▶ WHAT TO WORK ON
Give only the number of lines in the records below that contain the string "tree". Case counts.

▶ INFORMATION PROVIDED
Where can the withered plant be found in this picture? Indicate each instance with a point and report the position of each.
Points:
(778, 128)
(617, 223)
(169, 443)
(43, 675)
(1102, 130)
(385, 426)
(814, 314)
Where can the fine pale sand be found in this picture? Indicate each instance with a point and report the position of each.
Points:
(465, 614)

--

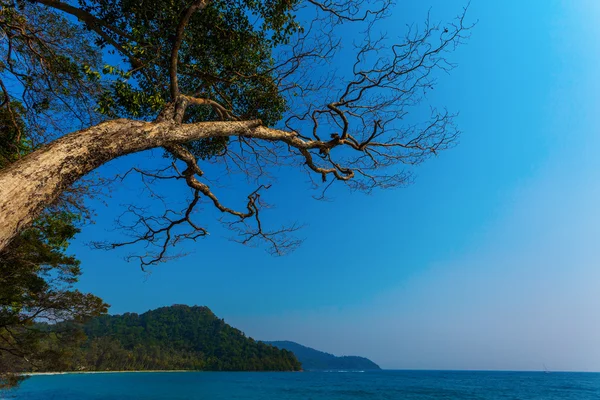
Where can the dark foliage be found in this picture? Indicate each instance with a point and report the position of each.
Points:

==

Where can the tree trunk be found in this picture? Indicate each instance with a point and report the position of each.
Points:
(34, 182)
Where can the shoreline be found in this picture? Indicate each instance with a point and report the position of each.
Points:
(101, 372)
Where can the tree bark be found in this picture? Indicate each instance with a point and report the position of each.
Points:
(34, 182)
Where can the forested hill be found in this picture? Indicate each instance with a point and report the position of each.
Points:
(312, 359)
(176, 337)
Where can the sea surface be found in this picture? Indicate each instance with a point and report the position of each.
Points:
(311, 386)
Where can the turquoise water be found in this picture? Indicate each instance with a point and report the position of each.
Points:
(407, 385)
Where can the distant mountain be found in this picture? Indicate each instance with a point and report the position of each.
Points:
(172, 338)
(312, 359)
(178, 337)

▶ WRITTEN REPLY
2